(Natural language region descriptions)
*** Begin section ***

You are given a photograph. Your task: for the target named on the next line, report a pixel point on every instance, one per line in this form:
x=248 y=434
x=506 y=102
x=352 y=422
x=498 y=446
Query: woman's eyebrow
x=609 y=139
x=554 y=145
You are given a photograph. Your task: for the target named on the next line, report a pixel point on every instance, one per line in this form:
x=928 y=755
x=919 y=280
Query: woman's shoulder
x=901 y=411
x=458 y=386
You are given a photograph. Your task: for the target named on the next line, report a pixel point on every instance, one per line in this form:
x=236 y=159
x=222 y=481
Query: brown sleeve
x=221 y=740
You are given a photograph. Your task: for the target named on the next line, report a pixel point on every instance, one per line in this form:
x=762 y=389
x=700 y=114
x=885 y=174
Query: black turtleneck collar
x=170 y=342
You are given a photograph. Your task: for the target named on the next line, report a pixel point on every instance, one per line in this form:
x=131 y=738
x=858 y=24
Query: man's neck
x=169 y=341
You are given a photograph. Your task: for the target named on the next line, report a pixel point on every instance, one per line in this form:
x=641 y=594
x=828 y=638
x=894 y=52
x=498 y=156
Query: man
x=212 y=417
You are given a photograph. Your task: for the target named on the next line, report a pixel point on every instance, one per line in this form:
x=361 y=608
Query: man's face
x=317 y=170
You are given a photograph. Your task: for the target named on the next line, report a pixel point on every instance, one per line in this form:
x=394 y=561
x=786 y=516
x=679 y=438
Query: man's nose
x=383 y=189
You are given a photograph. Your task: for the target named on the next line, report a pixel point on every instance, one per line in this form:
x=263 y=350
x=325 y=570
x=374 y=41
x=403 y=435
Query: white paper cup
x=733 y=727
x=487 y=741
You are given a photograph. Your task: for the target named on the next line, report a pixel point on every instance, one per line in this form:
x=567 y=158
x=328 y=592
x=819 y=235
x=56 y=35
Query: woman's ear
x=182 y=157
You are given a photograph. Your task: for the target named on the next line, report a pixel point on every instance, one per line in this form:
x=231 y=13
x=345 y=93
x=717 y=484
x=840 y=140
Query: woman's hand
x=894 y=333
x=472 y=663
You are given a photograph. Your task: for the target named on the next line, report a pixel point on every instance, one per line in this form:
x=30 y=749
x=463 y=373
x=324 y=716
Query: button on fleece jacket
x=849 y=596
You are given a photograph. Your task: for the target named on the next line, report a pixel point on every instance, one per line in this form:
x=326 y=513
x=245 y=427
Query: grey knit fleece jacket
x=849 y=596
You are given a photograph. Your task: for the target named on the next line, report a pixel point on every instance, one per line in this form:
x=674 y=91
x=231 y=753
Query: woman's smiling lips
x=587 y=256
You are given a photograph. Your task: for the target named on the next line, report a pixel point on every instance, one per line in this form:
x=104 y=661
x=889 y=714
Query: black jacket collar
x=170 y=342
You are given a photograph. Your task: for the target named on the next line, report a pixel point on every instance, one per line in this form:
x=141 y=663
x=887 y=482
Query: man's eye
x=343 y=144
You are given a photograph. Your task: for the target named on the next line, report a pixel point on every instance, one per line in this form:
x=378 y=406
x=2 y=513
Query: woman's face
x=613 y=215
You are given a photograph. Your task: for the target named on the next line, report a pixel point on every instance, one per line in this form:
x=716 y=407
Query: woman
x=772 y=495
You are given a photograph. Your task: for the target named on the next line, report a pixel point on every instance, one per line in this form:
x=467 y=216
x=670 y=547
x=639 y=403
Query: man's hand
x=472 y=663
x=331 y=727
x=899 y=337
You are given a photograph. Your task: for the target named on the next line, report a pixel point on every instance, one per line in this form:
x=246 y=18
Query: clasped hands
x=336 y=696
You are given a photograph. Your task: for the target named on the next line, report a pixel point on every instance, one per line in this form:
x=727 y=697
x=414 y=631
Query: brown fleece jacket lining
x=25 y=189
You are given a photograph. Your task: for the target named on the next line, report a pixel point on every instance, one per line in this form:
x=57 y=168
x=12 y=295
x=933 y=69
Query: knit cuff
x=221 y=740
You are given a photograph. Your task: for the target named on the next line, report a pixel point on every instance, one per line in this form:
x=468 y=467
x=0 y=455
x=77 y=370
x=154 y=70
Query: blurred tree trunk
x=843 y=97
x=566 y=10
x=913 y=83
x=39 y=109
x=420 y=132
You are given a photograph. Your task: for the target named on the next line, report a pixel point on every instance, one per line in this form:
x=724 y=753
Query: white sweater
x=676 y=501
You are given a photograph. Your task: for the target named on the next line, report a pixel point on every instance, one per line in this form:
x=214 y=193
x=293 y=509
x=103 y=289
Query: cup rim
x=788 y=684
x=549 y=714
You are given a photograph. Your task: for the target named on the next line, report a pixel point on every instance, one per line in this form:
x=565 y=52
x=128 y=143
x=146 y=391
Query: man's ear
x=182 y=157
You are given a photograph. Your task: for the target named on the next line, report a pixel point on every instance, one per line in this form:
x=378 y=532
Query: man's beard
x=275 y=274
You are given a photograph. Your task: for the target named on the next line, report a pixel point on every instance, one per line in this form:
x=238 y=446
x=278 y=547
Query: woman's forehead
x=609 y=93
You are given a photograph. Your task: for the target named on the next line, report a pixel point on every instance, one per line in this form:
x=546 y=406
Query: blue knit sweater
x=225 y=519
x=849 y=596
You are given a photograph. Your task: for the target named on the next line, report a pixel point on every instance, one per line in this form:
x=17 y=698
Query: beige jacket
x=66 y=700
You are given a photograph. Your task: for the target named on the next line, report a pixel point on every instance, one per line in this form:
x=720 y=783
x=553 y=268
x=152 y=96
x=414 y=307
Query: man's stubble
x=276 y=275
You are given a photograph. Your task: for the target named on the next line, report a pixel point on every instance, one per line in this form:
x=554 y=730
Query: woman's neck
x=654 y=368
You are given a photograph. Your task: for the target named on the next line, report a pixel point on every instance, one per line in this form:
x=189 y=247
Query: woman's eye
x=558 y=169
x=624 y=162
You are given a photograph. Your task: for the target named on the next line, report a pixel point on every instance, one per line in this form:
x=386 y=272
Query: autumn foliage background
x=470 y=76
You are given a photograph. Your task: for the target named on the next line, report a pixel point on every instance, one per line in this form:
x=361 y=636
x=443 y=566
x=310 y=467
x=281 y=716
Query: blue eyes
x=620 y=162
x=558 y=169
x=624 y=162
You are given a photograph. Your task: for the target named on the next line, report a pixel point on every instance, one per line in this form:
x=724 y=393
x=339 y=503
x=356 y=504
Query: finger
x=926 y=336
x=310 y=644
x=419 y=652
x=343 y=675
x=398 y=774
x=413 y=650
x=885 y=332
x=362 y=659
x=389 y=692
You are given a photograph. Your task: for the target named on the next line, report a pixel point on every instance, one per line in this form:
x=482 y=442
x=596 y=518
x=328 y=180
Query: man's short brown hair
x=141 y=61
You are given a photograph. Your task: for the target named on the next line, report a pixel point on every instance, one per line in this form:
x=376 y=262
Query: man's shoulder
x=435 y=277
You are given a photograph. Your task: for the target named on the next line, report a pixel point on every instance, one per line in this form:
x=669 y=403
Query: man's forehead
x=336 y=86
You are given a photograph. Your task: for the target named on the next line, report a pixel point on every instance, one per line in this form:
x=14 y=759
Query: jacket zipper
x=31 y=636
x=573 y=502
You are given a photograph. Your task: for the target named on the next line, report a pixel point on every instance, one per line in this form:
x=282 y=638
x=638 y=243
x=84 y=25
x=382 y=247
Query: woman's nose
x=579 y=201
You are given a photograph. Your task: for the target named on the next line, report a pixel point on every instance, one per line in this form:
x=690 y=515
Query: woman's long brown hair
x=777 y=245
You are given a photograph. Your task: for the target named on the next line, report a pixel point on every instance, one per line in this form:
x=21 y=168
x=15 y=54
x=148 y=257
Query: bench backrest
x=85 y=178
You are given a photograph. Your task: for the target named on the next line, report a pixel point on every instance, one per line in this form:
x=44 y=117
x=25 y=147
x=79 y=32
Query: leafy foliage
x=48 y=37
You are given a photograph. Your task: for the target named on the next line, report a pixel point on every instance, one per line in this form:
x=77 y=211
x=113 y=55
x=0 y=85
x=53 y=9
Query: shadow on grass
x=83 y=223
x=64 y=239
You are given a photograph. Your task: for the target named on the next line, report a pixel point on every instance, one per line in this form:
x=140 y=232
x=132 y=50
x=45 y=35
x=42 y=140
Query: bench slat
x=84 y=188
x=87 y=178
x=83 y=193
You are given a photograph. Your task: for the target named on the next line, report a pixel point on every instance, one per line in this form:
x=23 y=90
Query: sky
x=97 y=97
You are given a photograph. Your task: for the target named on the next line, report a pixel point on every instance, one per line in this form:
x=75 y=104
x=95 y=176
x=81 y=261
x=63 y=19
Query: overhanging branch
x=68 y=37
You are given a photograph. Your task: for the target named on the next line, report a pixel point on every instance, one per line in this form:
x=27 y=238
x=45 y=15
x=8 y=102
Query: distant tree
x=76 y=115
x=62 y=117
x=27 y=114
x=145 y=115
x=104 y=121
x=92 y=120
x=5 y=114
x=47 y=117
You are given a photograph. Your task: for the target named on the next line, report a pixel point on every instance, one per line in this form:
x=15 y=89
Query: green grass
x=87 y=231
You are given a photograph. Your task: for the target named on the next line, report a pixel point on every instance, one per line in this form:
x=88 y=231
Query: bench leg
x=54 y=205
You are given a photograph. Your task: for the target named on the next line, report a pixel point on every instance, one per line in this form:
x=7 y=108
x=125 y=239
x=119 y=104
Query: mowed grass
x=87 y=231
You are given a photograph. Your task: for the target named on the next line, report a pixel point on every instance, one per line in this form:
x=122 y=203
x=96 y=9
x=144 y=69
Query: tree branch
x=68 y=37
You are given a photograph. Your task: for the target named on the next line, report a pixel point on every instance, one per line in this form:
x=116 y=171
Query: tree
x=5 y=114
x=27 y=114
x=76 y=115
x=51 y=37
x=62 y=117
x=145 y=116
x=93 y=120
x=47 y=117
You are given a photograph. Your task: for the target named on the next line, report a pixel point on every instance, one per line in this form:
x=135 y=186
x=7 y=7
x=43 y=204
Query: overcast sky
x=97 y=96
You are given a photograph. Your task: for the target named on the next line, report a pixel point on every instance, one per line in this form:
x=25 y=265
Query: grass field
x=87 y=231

*** End section ***

● EXERCISE DETAILS: In the data above, find the line that contains "Query: man's eye" and the line that contains "x=414 y=631". Repeat exactly those lines and every line between them, and only those.

● TASK RESPONSE:
Query: man's eye
x=343 y=144
You are given a photograph. Your task: for the target named on the next line, report a pixel point on every instance, one per line in this form:
x=378 y=406
x=2 y=513
Query: woman's face
x=613 y=215
You are given a photograph. Your task: for the target named on the next line, report a pixel point on every instance, one per line in this form:
x=716 y=407
Query: woman
x=772 y=495
You are given a photograph. Your task: for the target named on the next line, report a pixel point on every instance, one per line in this form:
x=467 y=216
x=670 y=547
x=639 y=403
Query: man's hand
x=472 y=663
x=331 y=727
x=899 y=337
You are given a photograph. Your task: for the target named on the next line, report a pixel point on every instance, one per line in this form:
x=246 y=18
Query: clasped hands
x=336 y=696
You are given a photograph. Your task: for the target named on the next line, report a pixel point on every instance, one per line in this form:
x=727 y=697
x=414 y=631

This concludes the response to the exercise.